● **Problem description**: What is needed here is a verbatim copy of the records that follow.

● **Collected data entries**:
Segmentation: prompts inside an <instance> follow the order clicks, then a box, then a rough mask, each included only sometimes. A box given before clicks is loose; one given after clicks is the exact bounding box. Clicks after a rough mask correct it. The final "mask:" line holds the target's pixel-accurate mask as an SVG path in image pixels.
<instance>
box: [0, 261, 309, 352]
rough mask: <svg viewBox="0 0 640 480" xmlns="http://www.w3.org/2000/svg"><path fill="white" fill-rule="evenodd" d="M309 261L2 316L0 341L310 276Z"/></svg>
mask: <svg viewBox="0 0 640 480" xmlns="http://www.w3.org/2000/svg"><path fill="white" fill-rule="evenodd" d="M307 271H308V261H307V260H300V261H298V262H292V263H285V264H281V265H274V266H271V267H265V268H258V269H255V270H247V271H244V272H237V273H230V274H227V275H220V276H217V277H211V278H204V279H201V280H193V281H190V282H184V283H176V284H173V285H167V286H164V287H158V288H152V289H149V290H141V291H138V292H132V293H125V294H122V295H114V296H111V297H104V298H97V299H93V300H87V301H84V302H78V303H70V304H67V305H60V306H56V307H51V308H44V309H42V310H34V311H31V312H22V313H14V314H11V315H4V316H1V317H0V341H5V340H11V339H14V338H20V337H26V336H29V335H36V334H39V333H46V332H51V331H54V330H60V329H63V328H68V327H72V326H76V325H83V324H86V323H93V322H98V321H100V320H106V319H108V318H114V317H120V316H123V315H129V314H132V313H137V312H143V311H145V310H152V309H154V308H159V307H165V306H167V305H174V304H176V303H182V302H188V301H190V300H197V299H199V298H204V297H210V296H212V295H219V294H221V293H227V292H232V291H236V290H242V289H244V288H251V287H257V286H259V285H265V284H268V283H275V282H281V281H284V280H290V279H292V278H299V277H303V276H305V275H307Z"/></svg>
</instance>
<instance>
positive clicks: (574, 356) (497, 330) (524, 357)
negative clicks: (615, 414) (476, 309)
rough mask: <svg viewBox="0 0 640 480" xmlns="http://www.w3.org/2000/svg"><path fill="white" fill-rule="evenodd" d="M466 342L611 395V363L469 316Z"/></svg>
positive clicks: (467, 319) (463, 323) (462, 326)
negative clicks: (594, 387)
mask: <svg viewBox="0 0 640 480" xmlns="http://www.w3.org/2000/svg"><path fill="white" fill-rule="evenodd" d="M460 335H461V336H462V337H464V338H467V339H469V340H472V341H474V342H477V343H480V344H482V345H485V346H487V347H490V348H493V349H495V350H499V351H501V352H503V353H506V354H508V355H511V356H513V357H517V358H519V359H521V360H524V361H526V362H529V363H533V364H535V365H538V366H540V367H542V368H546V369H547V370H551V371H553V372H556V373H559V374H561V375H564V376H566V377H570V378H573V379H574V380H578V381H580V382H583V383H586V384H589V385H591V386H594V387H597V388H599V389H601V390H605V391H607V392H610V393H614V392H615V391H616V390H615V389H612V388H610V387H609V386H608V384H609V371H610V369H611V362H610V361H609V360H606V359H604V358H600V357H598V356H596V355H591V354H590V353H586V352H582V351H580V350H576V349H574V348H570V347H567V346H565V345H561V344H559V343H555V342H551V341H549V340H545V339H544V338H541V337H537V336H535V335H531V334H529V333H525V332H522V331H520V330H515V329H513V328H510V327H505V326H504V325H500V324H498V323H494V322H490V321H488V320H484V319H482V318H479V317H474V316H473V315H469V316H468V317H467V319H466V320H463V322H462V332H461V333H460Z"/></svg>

● **Written reply**:
Segmentation: prompts inside an <instance> follow the order clicks, then a box, then a rough mask, each included only sometimes. A box given before clicks is loose; one given after clicks is the exact bounding box. Clicks after a rough mask correct it. The final "mask:" line holds the target's pixel-accurate mask as an SVG path in image pixels.
<instance>
box: [0, 261, 309, 352]
rough mask: <svg viewBox="0 0 640 480" xmlns="http://www.w3.org/2000/svg"><path fill="white" fill-rule="evenodd" d="M309 261L2 316L0 341L310 276Z"/></svg>
mask: <svg viewBox="0 0 640 480" xmlns="http://www.w3.org/2000/svg"><path fill="white" fill-rule="evenodd" d="M307 271H308V261H307V260H300V261H298V262H292V263H285V264H281V265H274V266H271V267H265V268H258V269H255V270H247V271H244V272H237V273H230V274H227V275H220V276H217V277H211V278H204V279H201V280H193V281H190V282H184V283H176V284H173V285H167V286H164V287H158V288H152V289H149V290H141V291H138V292H132V293H125V294H122V295H114V296H111V297H104V298H97V299H93V300H87V301H84V302H78V303H70V304H67V305H60V306H56V307H51V308H44V309H42V310H34V311H31V312H22V313H14V314H11V315H4V316H1V317H0V341H5V340H11V339H14V338H20V337H26V336H29V335H36V334H39V333H46V332H51V331H54V330H60V329H63V328H68V327H72V326H76V325H83V324H86V323H93V322H98V321H100V320H106V319H108V318H114V317H120V316H123V315H129V314H132V313H137V312H143V311H145V310H152V309H154V308H159V307H165V306H167V305H174V304H176V303H182V302H188V301H190V300H197V299H199V298H204V297H210V296H212V295H219V294H221V293H227V292H232V291H236V290H242V289H244V288H251V287H257V286H259V285H265V284H268V283H275V282H281V281H284V280H290V279H292V278H299V277H303V276H305V275H307Z"/></svg>
</instance>
<instance>
positive clicks: (574, 356) (497, 330) (524, 357)
negative clicks: (615, 414) (476, 309)
rough mask: <svg viewBox="0 0 640 480" xmlns="http://www.w3.org/2000/svg"><path fill="white" fill-rule="evenodd" d="M466 342L611 395V363L469 316Z"/></svg>
positive clicks: (467, 319) (463, 323) (462, 326)
negative clicks: (594, 387)
mask: <svg viewBox="0 0 640 480" xmlns="http://www.w3.org/2000/svg"><path fill="white" fill-rule="evenodd" d="M460 335H461V336H462V337H464V338H467V339H469V340H472V341H474V342H477V343H480V344H482V345H485V346H487V347H490V348H493V349H495V350H499V351H501V352H503V353H506V354H508V355H511V356H513V357H517V358H519V359H521V360H524V361H526V362H529V363H533V364H535V365H538V366H540V367H542V368H546V369H547V370H551V371H553V372H556V373H559V374H561V375H564V376H566V377H570V378H573V379H574V380H578V381H580V382H583V383H586V384H589V385H591V386H594V387H597V388H599V389H601V390H605V391H607V392H610V393H614V392H615V391H616V390H615V389H612V388H610V387H609V386H608V384H609V371H610V369H611V362H610V361H609V360H606V359H604V358H600V357H598V356H596V355H591V354H590V353H586V352H582V351H580V350H576V349H574V348H570V347H567V346H565V345H561V344H559V343H555V342H551V341H549V340H545V339H544V338H541V337H537V336H535V335H531V334H529V333H525V332H522V331H520V330H515V329H513V328H510V327H505V326H504V325H500V324H498V323H494V322H490V321H488V320H484V319H482V318H479V317H474V316H473V315H469V316H468V317H467V319H466V320H463V322H462V332H461V333H460Z"/></svg>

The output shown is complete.